• Goal:
Rewrite the data below with every instance of "pixel coordinates" changed to "image coordinates". Keep everything else identical.

[Some records]
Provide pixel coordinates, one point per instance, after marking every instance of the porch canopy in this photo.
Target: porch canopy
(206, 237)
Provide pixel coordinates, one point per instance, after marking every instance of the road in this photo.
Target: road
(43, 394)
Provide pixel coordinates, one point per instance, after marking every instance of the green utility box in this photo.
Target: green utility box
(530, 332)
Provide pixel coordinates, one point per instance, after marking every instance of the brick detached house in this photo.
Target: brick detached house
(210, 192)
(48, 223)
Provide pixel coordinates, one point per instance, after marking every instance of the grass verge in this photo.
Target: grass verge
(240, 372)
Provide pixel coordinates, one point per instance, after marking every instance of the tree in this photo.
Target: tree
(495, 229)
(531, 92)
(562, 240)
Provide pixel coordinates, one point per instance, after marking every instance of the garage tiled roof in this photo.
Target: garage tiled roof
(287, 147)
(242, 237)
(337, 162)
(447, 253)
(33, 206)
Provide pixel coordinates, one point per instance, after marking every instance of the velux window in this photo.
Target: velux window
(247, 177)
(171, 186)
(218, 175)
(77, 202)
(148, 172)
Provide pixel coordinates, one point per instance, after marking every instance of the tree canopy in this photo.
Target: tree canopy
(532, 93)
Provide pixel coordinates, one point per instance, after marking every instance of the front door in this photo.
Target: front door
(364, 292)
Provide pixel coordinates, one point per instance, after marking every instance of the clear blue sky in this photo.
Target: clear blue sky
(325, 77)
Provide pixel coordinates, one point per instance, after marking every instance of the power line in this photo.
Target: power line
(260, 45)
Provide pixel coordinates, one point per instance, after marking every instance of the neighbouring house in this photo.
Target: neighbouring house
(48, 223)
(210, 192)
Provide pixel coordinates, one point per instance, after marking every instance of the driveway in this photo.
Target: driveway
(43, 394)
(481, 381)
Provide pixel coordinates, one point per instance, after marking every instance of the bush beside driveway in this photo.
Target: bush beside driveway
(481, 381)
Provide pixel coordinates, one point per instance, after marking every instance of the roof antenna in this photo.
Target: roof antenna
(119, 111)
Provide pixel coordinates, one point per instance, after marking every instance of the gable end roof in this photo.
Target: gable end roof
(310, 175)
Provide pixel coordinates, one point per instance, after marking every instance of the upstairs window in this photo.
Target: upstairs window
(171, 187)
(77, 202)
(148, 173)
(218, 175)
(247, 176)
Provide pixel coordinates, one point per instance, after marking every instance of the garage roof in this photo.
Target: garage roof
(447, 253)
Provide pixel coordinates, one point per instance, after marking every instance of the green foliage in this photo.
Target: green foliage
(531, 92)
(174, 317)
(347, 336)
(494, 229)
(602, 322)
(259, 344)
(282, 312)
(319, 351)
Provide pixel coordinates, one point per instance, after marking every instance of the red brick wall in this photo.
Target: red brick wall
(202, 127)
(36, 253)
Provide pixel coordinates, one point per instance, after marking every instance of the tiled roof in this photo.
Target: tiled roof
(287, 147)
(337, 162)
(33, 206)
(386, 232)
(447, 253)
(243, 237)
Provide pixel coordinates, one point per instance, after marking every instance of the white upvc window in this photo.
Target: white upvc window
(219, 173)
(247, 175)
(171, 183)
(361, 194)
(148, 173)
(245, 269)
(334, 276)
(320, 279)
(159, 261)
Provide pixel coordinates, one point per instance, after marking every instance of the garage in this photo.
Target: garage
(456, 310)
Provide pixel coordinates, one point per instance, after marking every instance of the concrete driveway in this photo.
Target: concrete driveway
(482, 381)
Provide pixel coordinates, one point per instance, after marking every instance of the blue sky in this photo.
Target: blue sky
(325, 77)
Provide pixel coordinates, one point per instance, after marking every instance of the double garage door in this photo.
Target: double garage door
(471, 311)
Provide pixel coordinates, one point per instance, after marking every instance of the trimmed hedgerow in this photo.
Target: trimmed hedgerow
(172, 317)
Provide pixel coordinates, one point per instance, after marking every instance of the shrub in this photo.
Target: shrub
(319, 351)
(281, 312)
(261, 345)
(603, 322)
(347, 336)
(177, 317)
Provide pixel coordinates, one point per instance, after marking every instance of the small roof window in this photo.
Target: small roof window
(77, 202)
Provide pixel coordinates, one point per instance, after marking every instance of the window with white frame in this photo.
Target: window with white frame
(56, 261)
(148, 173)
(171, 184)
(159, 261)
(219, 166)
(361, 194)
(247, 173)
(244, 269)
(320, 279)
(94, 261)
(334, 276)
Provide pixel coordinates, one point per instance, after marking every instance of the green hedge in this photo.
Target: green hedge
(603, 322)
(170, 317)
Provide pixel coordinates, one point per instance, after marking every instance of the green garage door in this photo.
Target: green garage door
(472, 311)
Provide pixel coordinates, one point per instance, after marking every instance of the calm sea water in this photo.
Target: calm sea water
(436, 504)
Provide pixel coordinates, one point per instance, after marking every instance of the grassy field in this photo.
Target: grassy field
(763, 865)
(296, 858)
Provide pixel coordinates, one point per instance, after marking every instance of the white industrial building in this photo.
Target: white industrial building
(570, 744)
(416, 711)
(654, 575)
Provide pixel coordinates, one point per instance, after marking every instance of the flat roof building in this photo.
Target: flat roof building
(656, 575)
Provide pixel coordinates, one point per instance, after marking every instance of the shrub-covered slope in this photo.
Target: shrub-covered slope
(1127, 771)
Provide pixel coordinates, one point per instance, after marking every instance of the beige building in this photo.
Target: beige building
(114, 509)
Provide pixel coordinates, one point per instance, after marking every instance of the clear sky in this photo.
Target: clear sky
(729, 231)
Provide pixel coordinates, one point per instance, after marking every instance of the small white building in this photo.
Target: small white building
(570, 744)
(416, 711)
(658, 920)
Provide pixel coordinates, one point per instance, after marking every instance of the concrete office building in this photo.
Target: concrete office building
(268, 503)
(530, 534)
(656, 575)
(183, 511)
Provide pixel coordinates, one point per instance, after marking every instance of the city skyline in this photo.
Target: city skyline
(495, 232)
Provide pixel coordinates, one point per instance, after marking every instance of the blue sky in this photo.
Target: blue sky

• Output:
Provide image coordinates, one point per instance, after marking every instance of the porch canopy in this photo.
Target: porch canopy
(206, 237)
Provide image coordinates, one point per instance, after marking every instance of the road in this photo.
Target: road
(43, 394)
Provide image coordinates, one point per instance, after marking every instance of the green utility box in this photo.
Target: green utility box
(530, 332)
Provide image coordinates, one point per instance, after marking every instance of the brick detached house in this photo.
Target: brick detached house
(210, 192)
(48, 223)
Provide image coordinates, one point per instance, after marking every instance of the grass verge in this photo.
Target: grass verge
(240, 372)
Provide image coordinates, one point per instance, after marking every instance of the tree in this photo.
Target: tree
(495, 229)
(531, 92)
(562, 240)
Provide image coordinates, one point per instance, after marking every instance of the garage tiled roof in this photo.
Target: garage tiled roof
(287, 147)
(242, 237)
(337, 162)
(447, 253)
(33, 206)
Provide image coordinates, one point per instance, after marking every instance of the velux window in this photo.
Target: velux window
(247, 177)
(171, 186)
(218, 175)
(77, 202)
(148, 172)
Provide image coordinates, one point per instance, after marking every instance of the tree canopy in this photo.
Target: tree canopy
(532, 93)
Provide image coordinates, one point per instance, after marking every instance of the front door in this photo.
Target: front door
(364, 292)
Provide image coordinates, one point per instance, after marking every instance of the clear blue sky in this photo.
Target: clear blue sky
(325, 77)
Provide image coordinates, one point per instance, after marking every instance of the power line in this photo.
Target: power line
(260, 45)
Provide image coordinates, one point per instance, after marking every instance of the neighbouring house in this photo.
Target: neighbouring house
(48, 223)
(210, 192)
Provide image coordinates, one point per instance, after marking every instance of the driveway in this photo.
Target: driveway
(43, 394)
(481, 381)
Provide image coordinates, one point per instance, after marking every instance of the bush beside driveway in this photo.
Target: bush beside driveway
(481, 381)
Provide image coordinates, one point per instance, after marking every instance of the roof antenna in this photo.
Target: roof antenna
(119, 111)
Provide image coordinates, one point per instance, after marking every instance of the gable end roof in this photo.
Target: gable end roof
(310, 175)
Provide image coordinates, one point per instance, after marking every instance of the upstairs window in this photo.
Target: upstairs window
(171, 187)
(77, 202)
(148, 173)
(218, 175)
(247, 176)
Provide image coordinates, one point per instance, after marking every instance of the garage roof in this photo.
Target: garage roof
(447, 253)
Provide image coordinates, one point per instance, after marking every instance of the green foliage in this photo.
Target: green foliage
(531, 92)
(174, 317)
(347, 336)
(494, 229)
(602, 322)
(259, 344)
(282, 312)
(319, 351)
Provide image coordinates, one point per instance, after marking every instance of the red brick wall in this photo.
Target: red brick wall
(202, 127)
(36, 253)
Provide image coordinates, one point per instance, after marking every instance of the tiled roof in this photo.
Target: tiled roof
(287, 147)
(337, 162)
(33, 206)
(386, 232)
(447, 253)
(243, 237)
Provide image coordinates, one point per instance, after marking every instance of the white upvc window in this photo.
Target: white upvc window
(219, 173)
(247, 175)
(171, 183)
(361, 194)
(148, 173)
(245, 269)
(334, 276)
(320, 279)
(159, 261)
Provide image coordinates, one point per instance, after marking every instance of the garage in this photo.
Target: garage
(456, 310)
Provide image coordinates, one point per instance, after marking every instance of the concrete driveway in this photo.
Target: concrete driveway
(482, 381)
Provide image coordinates, one point per instance, after marking every instance of the blue sky in this photo.
Target: blue sky
(325, 77)
Provide image coordinates, one point per instance, after marking every instance of the double garage door in this photo.
Target: double garage door
(471, 311)
Provide image coordinates, one point per instance, after marking every instance of the trimmed hedgerow in this photo.
Target: trimmed hedgerow
(172, 317)
Provide image coordinates, one point per instance, after marking every instance of the shrub in this photo.
Target: shrub
(319, 351)
(281, 312)
(261, 345)
(603, 322)
(347, 336)
(177, 317)
Provide image coordinates, one point per instance, after marking every instance of the small roof window in this photo.
Target: small roof window
(77, 202)
Provide image coordinates, one point per instance, after marking every instance of the window with white frame in this photo.
Target: window with white frame
(56, 261)
(148, 173)
(171, 184)
(159, 261)
(219, 166)
(361, 194)
(247, 173)
(244, 269)
(320, 279)
(94, 261)
(334, 276)
Provide image coordinates, one point per instance, after marking every instance of the green hedge in this photo.
Target: green hedge
(603, 322)
(170, 317)
Provide image coordinates, one point per instance, after marking every instance of the green garage door in this photo.
Target: green garage door
(472, 311)
Provide image coordinates, one point per instance, after marking every instance of the calm sea water in this photo.
Target: calm sea water
(436, 504)
Provide image coordinates, one point per instance, after marking every instance of the grassy field in this photo.
Target: grassy field
(763, 865)
(296, 858)
Provide image coordinates, one point per instance, after marking every instance of the white industrial building in this photo.
Target: white industrial building
(570, 744)
(416, 711)
(654, 575)
Provide image coordinates, one point per instance, after marking every instance of the flat roof building in this photo.
Target: flat roof building
(656, 575)
Provide image coordinates, one point per instance, after marking every instance of the shrub-covered slope in this photo.
Target: shrub-covered slope
(1127, 771)
Provide image coordinates, one point per instance, after marking every instance of the beige building in this photo.
Target: beige building
(114, 509)
Provide image coordinates, one point per instance, after marking every instance of the clear sky in this photo.
Target: clear sky
(729, 231)
Provide image coordinates, one point per instance, after marking every instance of the small white building in this photo.
Target: small white building
(570, 744)
(416, 711)
(658, 920)
Provide image coordinates, one point per instance, after marking every instance of the concrete office building in this photo.
Target: concrete office building
(268, 503)
(530, 534)
(656, 575)
(183, 511)
Provide image coordinates, one point per instance, after marking every instance of the city skyline in this photo.
Target: city skyline
(495, 232)
Provide image coordinates, one point per instance, after marking every instance of the blue sky in this photo.
Target: blue sky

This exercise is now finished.